--- AVAILABLE RECORDS ---
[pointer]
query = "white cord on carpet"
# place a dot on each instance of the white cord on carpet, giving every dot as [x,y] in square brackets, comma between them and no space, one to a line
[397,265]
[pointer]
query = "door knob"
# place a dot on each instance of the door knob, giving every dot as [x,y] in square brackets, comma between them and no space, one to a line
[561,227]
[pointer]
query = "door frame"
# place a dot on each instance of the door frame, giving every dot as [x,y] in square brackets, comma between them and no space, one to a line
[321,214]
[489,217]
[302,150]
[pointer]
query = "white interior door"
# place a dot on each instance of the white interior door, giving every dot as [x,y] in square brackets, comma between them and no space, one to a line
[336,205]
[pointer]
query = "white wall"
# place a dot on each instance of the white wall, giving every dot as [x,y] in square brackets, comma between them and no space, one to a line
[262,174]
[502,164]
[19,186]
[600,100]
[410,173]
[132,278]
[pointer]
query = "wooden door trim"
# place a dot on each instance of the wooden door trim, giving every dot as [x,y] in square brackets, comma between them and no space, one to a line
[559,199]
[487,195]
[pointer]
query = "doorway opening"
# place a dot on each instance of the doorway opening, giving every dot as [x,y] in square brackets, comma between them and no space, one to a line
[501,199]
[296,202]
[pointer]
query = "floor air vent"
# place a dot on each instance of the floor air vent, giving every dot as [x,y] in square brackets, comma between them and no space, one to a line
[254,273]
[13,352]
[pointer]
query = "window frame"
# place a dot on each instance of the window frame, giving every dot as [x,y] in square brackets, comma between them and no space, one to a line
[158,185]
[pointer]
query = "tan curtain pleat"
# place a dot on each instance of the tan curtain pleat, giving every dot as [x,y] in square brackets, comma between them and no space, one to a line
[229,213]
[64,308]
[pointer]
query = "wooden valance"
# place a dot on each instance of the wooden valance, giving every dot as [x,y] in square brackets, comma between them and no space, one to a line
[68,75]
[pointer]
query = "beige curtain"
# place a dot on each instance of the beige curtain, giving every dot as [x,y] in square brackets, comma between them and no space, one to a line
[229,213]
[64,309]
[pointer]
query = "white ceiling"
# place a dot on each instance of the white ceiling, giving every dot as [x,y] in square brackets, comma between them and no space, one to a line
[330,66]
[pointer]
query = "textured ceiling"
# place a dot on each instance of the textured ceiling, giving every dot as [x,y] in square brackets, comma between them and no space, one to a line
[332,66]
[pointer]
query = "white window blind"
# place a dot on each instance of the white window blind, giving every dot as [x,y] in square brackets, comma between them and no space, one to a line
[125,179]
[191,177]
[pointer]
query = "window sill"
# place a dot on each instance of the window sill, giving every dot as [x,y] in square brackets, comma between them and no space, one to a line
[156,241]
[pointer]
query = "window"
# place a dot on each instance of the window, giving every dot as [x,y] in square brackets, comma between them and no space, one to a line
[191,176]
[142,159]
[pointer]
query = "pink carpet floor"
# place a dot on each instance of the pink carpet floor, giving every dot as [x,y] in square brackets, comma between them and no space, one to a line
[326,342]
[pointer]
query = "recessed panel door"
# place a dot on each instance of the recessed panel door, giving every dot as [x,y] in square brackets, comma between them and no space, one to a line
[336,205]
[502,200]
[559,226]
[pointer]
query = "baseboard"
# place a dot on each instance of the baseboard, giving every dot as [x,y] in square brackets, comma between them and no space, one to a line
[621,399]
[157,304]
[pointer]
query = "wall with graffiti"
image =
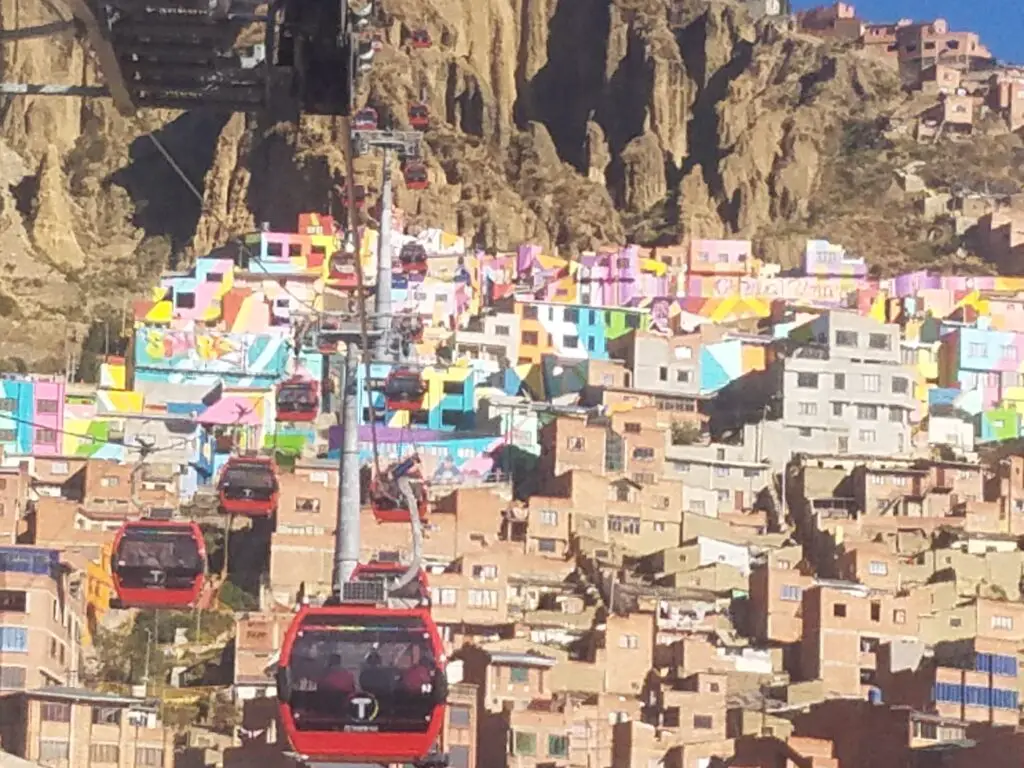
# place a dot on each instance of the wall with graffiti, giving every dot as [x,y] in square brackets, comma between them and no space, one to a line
[206,356]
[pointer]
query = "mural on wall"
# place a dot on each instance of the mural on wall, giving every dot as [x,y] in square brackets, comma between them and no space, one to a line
[176,356]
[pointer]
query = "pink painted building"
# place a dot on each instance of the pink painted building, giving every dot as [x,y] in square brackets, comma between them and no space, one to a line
[47,417]
[719,258]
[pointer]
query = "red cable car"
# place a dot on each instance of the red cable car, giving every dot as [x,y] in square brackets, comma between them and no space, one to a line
[386,570]
[419,117]
[416,176]
[363,683]
[249,486]
[365,120]
[413,259]
[359,193]
[403,390]
[420,39]
[158,564]
[297,399]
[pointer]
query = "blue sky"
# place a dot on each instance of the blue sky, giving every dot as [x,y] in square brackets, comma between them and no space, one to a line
[1000,23]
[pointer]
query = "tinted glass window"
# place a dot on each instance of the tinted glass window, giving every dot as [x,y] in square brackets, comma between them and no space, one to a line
[158,558]
[364,674]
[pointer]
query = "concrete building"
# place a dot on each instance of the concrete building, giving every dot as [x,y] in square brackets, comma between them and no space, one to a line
[72,727]
[838,387]
[40,620]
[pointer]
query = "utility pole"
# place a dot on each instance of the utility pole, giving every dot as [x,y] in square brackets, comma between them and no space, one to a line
[404,144]
[346,546]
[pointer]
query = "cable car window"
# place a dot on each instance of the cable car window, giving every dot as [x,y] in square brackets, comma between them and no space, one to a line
[165,558]
[254,480]
[364,674]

--- WHAT THE TASK REQUIRES ---
Return the listing above in full and exactly, omitting all pictures.

--- OUTPUT FOR THIS EXERCISE ---
[pointer]
query = "white cord on carpet"
# place a dot on each instance of the white cord on carpet, giving every dot as [x,y] in square brackets, comma between them and no space, one to a line
[397,265]
[pointer]
query = "door knob"
# place a dot on each instance of the door knob, giving every dot as [x,y] in square brackets, comma between them and no space, one to a line
[561,227]
[pointer]
query = "door frame"
# place a dot on each instance of the door frame, giving every dot as [x,y] in square brackets, comma between them and no space, one to a line
[321,214]
[489,217]
[302,150]
[pointer]
query = "white interior door"
# place a dot on each instance of the white interior door, giving every dot as [x,y] in square brackets, comma between them and no space, one to a line
[336,205]
[pointer]
query = "white wall"
# place a dot on each instance of the white wall, giving every dot as [x,y] in square brackets, comma between them and no space, one to a line
[262,174]
[502,164]
[19,186]
[600,100]
[410,173]
[132,278]
[pointer]
query = "wooden door trim"
# place a dot on each instance of the wooden door trim, giving every dot as [x,y] in square brackets, comma between them and no space, one to a line
[559,199]
[487,195]
[pointer]
query = "doorway opening"
# place a dot on each instance of the doorway opening, giving every dot as [x,y] in square brackets, comma between them and no space, one to a line
[501,199]
[296,202]
[pointer]
query = "floor air vent"
# place a dot on each instance of the floor air vent, giving every dot as [x,y] in square brackets, comma between them and no space, one to a line
[254,273]
[13,352]
[pointer]
query = "window frame"
# place a dot on each instance of the window frame, giving every dot as [x,y] in square brackets, comma between them and no space, one to a line
[158,185]
[pointer]
query = "tan curtain pleat"
# place a dot on each instance of the tan curtain pleat, giving every dot as [x,y] in square brackets, comma between them and no space, one to a line
[229,213]
[64,308]
[pointer]
query = "wooden valance"
# place a dot on each instance of the wooden valance, giving every dot as [x,y] in square brackets, comma between them and no space, one to a line
[68,75]
[pointer]
query = "beige curtain"
# place a dot on each instance of the beige curtain, giving every dot as [x,y] in square brackets, comma between them and no space, one to a line
[229,213]
[64,309]
[pointer]
query = "white ceiling"
# place a dot on each instance of the white ceiling, giving every dot as [x,y] in square brackets, comma between them and no space, one to a line
[330,66]
[pointer]
query = "textured ceiling"
# place a dot on each instance of the textured ceiling, giving every dot as [x,y] in square brackets, comma between them and no space, one to a line
[332,66]
[pointer]
query = "white window blind"
# place a dot on each instance of the white window blind, giving every dot as [x,y] in square brackets, comma between them and no space, one to a line
[125,179]
[191,177]
[pointer]
query = "window sill"
# place a dot on each instance of the window sill, giving every dot as [x,y] in square brackets, comma between them and no space, one to a line
[156,241]
[pointer]
query = "window"
# place a dot on each instance of the window, giving every dot as [x,y] in square brackets, comma between them and no space, one to a line
[191,176]
[142,159]
[pointer]
query = "pink carpet floor"
# place a dot on each instance of the pink carpet floor, giving every dot as [x,y] in square brackets, comma between them and no space, one to a line
[326,342]
[pointer]
query = "recessed panel door"
# place a dot on each instance of the recessed panel door, giving every dot as [x,y] in square brackets, comma between them and no space, one to a line
[336,205]
[502,200]
[559,226]
[pointer]
query = "baseboard"
# place a dot on each instance of the baseboard, giving every dot as [x,y] in square brackets, comma between them and no space, one to a line
[621,399]
[157,304]
[pointer]
query = "wall with graffiti"
image =
# place a dot on each instance of the wall with graffiti, giving every dot as [x,y] in square brackets, comma between them and no space, one to a line
[206,356]
[pointer]
query = "mural on wall"
# place a dot on each instance of the mural on wall, giving every dot as [x,y] in square brackets, comma between them and no space, one to a line
[176,356]
[pointer]
query = "pink painted building"
# place a dot on each instance of the pink painted building, giving every dot as [x,y] in square brackets, comma between them and no space, one to a line
[47,417]
[719,258]
[pointer]
query = "red cable car"
# place a dot on each instance of the red cable car, giving every dot as [x,y] in square brackets, comma between them and no space, one to a line
[386,570]
[419,117]
[416,176]
[363,683]
[249,486]
[365,120]
[413,259]
[359,193]
[403,390]
[420,39]
[158,564]
[297,399]
[pointer]
query = "blue sky"
# place a dot on each instance of the blue sky, giving every dot as [x,y] in square brackets, comma between them and no space, one to a line
[1000,23]
[pointer]
query = "tinted glass window"
# place a dot on each instance of the tinted glass window, giving every dot as [x,y] in square brackets, comma between them and no space, one to a line
[158,558]
[364,674]
[pointer]
query = "concrete building"
# place a dot on each instance of the concrete building, giving every dot as [x,y] in square brackets, comma between them and no space, one to a line
[72,727]
[838,387]
[40,620]
[pointer]
query = "utility pole"
# place a dot on each instance of the utility pole, giving every dot as [x,y] in square brackets, comma between them and no space, one to a line
[404,144]
[346,546]
[pointer]
query = "cable car window"
# place a dot on each instance of the cable car window, giving every dot as [x,y] in square brackets, comma between them and no space, one to a line
[165,558]
[254,480]
[364,674]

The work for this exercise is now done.